───── DATOS DEL CONJUNTO ─────

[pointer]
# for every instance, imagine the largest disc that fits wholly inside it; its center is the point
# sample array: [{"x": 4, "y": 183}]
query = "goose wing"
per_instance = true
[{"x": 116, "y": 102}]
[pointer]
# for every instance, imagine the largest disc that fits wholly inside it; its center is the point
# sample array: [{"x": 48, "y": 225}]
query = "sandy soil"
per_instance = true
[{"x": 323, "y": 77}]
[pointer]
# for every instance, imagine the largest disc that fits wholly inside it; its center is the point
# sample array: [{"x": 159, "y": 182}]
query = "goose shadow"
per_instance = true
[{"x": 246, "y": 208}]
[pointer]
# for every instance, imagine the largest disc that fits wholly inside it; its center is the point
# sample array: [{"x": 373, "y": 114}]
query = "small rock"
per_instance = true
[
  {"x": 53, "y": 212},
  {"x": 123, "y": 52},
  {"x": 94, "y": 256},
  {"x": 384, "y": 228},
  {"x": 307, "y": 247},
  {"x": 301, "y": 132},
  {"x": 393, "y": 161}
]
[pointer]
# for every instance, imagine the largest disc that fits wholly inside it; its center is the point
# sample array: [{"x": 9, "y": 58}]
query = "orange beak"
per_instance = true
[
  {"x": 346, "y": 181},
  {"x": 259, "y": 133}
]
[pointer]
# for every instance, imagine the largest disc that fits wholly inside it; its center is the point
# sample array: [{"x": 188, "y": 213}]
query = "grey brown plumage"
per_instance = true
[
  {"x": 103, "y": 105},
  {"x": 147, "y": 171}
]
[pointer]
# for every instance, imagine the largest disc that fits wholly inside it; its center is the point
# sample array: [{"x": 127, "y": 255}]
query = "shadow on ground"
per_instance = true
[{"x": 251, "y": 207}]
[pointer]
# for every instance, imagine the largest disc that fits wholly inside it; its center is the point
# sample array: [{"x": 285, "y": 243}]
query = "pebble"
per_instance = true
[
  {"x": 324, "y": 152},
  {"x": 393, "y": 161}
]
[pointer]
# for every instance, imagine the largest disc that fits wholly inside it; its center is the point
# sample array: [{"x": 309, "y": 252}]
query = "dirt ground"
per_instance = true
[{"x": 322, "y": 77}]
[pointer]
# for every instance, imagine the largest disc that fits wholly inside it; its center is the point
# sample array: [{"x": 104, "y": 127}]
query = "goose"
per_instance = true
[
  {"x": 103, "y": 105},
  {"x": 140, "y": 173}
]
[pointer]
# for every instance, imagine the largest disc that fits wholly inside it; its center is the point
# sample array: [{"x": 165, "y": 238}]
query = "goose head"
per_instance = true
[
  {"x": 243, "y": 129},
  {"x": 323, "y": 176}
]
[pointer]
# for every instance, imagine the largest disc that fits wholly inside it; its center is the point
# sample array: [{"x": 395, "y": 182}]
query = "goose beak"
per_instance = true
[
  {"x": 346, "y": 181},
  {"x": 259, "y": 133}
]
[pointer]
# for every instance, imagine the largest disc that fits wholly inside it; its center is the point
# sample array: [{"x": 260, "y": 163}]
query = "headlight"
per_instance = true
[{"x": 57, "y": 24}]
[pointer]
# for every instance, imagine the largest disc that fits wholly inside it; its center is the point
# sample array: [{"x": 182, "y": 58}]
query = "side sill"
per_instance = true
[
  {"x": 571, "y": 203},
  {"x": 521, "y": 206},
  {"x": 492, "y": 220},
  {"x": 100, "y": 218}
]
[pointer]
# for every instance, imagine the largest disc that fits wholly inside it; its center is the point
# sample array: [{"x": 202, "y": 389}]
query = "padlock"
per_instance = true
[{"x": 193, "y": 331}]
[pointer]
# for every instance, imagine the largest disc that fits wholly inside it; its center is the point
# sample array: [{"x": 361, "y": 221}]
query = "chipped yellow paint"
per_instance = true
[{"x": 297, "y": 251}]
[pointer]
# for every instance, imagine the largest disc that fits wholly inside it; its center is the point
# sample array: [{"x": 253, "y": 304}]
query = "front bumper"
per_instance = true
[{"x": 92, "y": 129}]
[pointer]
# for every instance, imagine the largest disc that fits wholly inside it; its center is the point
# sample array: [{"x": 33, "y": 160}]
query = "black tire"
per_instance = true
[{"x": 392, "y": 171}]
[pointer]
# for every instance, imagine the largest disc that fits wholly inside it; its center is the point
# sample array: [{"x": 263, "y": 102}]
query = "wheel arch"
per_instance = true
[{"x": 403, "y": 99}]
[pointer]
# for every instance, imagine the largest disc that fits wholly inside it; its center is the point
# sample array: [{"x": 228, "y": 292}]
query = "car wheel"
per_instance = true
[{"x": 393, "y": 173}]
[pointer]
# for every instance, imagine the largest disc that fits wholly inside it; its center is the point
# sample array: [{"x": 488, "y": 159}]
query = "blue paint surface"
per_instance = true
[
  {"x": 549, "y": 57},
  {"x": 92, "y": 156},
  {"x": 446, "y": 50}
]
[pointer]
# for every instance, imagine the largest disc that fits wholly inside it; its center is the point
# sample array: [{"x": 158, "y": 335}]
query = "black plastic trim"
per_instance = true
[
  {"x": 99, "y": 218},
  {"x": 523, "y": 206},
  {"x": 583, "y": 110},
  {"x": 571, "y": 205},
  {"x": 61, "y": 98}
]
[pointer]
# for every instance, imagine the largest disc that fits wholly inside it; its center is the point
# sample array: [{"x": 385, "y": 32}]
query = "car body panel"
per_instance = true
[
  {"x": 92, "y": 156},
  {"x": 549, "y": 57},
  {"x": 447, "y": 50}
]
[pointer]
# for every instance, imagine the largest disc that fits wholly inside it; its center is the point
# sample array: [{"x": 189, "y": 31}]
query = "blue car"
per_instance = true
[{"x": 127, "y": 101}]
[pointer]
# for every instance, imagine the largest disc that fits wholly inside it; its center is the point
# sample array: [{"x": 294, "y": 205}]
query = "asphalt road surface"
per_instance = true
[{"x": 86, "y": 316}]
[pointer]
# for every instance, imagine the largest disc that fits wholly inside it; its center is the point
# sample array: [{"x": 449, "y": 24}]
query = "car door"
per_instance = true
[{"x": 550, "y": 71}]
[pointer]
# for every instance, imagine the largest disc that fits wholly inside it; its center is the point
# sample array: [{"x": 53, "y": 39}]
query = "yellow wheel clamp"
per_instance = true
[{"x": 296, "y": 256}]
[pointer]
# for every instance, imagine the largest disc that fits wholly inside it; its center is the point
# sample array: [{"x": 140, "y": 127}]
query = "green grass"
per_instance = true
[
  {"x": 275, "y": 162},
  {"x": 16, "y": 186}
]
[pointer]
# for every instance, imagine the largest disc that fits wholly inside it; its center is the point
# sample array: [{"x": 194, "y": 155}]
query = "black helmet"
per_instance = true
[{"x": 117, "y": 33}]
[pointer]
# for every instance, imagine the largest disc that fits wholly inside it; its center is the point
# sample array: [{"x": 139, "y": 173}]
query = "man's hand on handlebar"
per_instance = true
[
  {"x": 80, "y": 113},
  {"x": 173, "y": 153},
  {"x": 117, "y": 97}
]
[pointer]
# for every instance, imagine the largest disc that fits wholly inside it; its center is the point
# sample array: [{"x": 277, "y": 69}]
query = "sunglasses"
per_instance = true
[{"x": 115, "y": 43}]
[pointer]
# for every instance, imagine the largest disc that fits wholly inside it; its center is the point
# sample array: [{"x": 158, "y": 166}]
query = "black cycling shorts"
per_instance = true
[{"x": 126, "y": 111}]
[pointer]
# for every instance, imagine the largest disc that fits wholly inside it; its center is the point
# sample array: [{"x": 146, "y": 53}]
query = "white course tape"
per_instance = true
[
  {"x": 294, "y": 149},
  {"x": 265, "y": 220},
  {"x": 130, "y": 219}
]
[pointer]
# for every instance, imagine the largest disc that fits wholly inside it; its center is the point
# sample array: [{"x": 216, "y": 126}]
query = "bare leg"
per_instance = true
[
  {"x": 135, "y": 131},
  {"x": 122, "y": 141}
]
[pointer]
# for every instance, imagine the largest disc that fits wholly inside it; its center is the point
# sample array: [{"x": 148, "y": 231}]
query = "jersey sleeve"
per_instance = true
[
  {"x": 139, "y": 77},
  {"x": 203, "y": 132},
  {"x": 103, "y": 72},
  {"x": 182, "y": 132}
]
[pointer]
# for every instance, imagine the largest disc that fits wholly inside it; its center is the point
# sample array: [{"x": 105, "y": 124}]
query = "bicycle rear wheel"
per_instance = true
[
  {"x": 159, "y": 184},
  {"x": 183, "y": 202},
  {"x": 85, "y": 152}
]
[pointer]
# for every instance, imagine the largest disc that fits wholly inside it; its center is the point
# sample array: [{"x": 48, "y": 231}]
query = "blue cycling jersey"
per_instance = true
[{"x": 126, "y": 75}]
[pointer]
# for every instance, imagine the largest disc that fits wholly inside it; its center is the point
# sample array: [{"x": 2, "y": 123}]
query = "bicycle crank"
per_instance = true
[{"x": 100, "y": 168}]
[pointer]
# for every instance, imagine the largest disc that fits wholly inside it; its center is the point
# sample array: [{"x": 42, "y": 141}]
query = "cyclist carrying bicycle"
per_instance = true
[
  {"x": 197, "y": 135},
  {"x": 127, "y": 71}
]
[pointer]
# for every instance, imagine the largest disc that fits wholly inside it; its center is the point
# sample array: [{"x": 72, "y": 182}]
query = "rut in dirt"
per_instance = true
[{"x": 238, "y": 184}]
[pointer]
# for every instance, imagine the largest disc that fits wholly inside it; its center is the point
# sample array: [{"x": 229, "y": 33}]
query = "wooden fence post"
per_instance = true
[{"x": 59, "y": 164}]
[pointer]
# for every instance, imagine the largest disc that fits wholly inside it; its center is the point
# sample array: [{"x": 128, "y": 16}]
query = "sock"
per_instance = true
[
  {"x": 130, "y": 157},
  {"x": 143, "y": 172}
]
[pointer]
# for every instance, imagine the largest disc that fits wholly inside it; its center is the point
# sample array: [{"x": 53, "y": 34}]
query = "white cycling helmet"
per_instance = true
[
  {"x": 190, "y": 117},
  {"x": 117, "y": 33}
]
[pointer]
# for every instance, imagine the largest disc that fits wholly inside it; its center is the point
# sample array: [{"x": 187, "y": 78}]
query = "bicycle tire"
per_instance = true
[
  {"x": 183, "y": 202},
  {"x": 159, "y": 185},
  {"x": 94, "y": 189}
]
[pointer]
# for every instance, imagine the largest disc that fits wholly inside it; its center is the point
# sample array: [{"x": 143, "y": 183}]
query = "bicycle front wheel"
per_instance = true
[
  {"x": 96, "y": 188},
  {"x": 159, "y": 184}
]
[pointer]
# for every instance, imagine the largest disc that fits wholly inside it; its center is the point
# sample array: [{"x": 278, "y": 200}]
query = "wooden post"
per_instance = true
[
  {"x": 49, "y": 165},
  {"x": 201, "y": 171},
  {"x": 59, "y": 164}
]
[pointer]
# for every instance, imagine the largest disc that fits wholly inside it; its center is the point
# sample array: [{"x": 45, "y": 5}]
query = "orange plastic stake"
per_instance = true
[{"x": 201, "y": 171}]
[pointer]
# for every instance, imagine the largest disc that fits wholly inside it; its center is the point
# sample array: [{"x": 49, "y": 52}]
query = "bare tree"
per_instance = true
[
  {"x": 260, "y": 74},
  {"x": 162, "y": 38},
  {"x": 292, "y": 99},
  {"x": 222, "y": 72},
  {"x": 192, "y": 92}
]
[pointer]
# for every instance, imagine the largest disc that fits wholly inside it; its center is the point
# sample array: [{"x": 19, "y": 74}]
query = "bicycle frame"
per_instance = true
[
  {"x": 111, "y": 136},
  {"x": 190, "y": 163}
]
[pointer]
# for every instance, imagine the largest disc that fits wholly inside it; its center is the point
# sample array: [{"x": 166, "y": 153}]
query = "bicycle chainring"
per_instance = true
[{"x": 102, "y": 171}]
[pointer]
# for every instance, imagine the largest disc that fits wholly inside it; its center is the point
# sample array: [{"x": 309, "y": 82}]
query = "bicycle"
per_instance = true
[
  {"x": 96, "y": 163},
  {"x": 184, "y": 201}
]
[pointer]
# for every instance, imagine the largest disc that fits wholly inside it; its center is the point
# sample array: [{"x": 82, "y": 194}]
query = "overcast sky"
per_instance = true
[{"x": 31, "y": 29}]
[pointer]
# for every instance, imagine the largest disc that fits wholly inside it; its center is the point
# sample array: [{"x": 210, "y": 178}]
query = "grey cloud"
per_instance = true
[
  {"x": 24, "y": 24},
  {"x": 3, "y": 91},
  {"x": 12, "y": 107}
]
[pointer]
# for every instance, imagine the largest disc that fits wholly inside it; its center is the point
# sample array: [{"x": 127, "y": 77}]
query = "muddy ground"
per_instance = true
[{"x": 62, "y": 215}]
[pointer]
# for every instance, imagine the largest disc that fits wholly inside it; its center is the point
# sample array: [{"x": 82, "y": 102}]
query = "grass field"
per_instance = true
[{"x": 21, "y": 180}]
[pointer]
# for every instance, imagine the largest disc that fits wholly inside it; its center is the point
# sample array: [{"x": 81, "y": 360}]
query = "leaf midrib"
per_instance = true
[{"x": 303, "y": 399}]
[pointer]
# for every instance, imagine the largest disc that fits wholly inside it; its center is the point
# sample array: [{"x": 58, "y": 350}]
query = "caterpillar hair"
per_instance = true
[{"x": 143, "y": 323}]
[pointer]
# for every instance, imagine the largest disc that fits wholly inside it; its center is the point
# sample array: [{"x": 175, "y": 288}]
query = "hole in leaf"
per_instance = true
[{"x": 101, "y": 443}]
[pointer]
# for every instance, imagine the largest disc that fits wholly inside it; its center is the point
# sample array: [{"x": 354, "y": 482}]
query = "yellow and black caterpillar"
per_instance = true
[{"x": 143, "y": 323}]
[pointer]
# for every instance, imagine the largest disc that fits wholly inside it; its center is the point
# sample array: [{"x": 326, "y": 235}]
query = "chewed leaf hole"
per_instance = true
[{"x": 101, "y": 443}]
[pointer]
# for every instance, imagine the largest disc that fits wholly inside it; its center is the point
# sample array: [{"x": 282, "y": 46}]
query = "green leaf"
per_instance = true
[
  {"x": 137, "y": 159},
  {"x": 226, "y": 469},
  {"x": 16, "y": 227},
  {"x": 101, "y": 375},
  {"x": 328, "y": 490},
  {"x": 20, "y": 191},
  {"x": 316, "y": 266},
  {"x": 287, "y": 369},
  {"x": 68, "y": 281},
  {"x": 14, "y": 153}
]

─────

→ TAREA PEDIDA: Indica cuántas líneas de los datos contienen la palabra "paint". Responde solo con el número.

→ SOLUCIÓN DEL EJERCICIO: 2